STATED TASK: Rewrite the stretch from the line containing "pin: black t-shirt" through the end of the lines, changing "concrete column" to "stone pillar" and leaving everything else as it is.

━━━━━━━━

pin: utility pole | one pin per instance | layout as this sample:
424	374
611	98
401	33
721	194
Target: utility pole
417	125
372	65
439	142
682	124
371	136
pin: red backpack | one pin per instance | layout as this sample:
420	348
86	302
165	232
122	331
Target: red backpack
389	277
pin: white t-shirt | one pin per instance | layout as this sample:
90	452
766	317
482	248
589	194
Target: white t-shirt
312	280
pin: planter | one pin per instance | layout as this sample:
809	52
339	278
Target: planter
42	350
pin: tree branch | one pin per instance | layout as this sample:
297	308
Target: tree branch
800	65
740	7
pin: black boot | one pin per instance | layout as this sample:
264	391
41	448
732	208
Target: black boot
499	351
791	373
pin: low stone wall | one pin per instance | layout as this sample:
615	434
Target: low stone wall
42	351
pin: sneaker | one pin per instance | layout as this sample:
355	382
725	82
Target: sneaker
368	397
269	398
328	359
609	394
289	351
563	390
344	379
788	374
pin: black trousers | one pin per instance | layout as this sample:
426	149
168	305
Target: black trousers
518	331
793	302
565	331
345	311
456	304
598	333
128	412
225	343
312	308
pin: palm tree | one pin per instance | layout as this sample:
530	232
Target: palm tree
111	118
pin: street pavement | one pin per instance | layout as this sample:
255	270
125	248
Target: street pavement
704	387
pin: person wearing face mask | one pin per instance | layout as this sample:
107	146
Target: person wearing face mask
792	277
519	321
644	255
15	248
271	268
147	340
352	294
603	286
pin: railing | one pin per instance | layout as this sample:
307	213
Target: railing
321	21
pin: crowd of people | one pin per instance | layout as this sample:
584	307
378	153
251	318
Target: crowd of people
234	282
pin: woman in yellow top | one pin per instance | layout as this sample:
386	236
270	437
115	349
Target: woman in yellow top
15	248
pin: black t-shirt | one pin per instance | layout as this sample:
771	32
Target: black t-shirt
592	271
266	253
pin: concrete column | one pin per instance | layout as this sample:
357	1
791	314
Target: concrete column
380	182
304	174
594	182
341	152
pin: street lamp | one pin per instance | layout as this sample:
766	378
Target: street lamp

━━━━━━━━

COMPLETED EXERCISE:
pin: black t-shirt | one pin per instance | layout as this sample:
771	32
Target: black t-shirt
592	271
266	253
pin: stone pillar | one pin per instance | layout as this sample:
357	1
791	314
Target: stone pillar
380	182
304	174
594	182
341	152
pin: street lamp | one pin per instance | layout as this sample:
766	378
Target: street lamp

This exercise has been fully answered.